Data section

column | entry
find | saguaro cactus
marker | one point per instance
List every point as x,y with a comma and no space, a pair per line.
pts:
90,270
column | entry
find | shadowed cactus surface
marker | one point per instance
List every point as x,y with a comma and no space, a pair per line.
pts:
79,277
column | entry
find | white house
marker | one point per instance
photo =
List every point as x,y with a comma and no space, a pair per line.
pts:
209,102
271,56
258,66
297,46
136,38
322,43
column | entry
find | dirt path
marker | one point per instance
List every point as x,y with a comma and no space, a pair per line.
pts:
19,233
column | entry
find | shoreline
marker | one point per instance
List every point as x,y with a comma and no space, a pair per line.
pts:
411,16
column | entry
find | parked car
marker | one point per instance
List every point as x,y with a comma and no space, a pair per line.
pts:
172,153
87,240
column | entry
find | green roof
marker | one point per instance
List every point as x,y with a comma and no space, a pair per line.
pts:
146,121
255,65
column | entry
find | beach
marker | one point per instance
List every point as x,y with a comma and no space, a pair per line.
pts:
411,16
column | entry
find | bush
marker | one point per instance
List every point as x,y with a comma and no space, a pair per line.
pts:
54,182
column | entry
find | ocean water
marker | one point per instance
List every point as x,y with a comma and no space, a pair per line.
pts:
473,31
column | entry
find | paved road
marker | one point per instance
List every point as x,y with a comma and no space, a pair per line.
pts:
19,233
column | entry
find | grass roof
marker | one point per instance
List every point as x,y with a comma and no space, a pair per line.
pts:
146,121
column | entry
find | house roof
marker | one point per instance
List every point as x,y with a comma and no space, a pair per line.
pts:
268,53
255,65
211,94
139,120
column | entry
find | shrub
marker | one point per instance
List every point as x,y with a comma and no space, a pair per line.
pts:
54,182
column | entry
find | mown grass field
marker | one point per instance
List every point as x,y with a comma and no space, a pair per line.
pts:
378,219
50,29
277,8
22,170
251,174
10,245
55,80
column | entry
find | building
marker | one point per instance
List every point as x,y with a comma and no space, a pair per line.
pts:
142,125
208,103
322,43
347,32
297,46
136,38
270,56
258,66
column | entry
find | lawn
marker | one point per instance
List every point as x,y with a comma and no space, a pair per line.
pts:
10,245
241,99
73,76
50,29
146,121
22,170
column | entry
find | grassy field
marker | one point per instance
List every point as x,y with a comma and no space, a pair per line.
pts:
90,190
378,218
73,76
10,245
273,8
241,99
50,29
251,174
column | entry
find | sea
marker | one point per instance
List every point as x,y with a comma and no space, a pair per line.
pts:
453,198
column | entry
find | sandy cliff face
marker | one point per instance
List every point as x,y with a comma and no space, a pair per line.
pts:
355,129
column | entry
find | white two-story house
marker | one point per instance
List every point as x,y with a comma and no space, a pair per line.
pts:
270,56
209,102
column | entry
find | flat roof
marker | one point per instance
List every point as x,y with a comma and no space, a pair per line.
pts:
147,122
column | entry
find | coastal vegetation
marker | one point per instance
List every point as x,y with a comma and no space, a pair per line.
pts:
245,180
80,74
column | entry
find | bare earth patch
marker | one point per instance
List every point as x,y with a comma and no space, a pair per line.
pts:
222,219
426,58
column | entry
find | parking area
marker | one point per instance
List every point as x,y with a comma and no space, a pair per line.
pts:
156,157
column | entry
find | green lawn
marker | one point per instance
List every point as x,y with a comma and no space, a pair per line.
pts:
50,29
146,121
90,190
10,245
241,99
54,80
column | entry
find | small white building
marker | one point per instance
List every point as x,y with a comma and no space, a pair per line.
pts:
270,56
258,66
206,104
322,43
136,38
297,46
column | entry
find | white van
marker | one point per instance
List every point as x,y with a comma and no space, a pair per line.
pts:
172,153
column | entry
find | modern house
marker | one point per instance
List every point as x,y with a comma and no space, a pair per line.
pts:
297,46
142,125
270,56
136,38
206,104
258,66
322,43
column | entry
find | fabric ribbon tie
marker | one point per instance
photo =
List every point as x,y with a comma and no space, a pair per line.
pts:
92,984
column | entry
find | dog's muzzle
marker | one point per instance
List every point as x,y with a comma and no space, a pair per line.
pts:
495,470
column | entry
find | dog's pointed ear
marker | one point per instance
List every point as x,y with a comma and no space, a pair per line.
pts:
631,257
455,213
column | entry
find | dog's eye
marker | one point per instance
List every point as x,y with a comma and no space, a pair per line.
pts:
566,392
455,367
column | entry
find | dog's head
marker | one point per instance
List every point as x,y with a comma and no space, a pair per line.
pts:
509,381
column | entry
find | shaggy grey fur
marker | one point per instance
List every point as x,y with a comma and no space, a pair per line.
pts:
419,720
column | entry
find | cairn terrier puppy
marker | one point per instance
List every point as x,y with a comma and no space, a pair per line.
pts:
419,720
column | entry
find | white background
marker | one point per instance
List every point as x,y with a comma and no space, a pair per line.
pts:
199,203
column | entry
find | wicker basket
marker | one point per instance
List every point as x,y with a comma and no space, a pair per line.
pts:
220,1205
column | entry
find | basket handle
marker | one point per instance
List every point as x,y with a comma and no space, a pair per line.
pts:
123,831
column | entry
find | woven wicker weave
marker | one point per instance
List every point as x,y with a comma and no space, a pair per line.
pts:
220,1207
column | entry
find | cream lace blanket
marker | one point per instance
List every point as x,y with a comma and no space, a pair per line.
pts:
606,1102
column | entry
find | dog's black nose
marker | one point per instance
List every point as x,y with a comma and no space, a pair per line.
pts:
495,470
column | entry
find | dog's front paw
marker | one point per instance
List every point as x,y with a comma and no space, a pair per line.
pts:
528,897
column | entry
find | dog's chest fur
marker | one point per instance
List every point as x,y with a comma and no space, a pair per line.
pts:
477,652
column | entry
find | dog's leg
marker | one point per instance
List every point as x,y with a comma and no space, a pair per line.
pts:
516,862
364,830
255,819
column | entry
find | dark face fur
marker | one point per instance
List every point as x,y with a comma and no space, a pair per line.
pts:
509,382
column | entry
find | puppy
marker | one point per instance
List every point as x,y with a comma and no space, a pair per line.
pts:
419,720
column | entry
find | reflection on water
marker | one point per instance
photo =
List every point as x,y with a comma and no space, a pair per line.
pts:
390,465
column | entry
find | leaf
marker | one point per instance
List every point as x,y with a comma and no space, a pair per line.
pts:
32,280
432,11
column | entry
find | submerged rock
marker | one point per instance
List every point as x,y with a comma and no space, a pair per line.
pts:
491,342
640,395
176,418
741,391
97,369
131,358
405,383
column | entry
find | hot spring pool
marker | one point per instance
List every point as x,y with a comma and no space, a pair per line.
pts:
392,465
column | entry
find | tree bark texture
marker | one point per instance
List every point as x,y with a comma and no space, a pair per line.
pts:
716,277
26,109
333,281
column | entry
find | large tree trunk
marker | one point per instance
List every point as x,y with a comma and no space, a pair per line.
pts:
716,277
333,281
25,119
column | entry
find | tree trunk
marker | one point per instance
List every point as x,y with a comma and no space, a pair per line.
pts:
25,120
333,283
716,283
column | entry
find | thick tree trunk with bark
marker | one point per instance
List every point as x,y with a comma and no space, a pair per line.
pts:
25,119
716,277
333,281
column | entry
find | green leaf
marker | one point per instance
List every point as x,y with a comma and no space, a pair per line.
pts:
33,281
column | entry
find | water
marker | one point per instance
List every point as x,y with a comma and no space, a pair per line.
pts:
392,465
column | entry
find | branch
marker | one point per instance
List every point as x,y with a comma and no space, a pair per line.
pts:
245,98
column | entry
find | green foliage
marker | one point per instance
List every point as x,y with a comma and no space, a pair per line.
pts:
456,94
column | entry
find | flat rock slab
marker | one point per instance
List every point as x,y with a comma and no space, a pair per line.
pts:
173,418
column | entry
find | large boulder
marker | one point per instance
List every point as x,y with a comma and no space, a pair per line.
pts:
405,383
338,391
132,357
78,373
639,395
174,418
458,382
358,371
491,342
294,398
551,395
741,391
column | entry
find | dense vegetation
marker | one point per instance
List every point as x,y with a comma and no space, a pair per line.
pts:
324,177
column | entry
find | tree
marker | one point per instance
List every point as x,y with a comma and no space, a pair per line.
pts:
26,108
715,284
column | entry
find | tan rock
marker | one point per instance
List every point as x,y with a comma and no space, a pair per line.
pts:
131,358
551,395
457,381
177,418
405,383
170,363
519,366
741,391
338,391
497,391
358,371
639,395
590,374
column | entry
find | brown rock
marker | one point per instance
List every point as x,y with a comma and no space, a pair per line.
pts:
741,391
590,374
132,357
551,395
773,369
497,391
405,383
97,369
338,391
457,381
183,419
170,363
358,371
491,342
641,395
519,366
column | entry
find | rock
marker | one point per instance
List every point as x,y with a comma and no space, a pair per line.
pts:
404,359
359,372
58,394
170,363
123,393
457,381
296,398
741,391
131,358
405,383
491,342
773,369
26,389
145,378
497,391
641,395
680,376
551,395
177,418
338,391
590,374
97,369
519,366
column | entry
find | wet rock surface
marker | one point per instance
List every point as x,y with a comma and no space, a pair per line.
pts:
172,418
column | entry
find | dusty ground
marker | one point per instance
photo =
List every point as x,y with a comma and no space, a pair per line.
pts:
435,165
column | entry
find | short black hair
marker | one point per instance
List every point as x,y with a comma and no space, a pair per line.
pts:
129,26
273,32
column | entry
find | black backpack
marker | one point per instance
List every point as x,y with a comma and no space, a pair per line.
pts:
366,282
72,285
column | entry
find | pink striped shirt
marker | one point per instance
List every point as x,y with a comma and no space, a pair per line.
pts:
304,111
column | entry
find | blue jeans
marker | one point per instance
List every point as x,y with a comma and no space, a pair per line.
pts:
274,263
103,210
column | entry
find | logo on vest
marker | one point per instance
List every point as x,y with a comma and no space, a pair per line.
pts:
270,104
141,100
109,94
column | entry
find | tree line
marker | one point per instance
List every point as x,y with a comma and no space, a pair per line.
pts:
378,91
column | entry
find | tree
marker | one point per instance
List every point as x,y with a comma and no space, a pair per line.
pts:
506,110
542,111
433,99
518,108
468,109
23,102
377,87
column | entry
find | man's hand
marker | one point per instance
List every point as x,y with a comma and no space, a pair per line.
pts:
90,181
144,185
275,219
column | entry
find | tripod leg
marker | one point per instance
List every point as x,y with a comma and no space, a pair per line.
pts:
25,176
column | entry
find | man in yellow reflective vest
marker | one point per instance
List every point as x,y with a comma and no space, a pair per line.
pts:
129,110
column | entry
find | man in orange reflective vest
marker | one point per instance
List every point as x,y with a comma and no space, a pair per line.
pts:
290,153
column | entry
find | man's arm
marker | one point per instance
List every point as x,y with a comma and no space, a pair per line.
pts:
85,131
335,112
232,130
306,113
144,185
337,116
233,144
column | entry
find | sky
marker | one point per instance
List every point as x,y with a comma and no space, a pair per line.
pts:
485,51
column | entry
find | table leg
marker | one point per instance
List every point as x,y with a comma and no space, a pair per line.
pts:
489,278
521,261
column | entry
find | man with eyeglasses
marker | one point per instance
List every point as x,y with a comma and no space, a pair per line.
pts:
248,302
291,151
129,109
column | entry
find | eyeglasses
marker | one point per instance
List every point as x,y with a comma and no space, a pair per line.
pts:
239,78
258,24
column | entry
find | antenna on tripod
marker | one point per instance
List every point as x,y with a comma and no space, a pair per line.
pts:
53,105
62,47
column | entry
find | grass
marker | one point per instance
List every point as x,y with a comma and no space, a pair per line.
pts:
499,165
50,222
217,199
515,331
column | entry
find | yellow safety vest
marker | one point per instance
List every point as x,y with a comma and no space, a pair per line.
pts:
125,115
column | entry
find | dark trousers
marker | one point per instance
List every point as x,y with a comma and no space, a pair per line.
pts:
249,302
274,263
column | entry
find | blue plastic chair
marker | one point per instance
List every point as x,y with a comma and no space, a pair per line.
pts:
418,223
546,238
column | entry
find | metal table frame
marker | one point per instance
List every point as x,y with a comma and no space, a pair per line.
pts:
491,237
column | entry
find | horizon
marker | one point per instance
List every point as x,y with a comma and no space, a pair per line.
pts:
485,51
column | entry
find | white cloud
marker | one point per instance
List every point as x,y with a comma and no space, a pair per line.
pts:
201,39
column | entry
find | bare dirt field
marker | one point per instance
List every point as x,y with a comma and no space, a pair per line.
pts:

Exercise prompt
Report each line of the entries above that contains the string "yellow". Case counts, so a line qualifies only if it matches that exact capitalization.

Answer to this task
find | man in yellow reflective vest
find | yellow safety vest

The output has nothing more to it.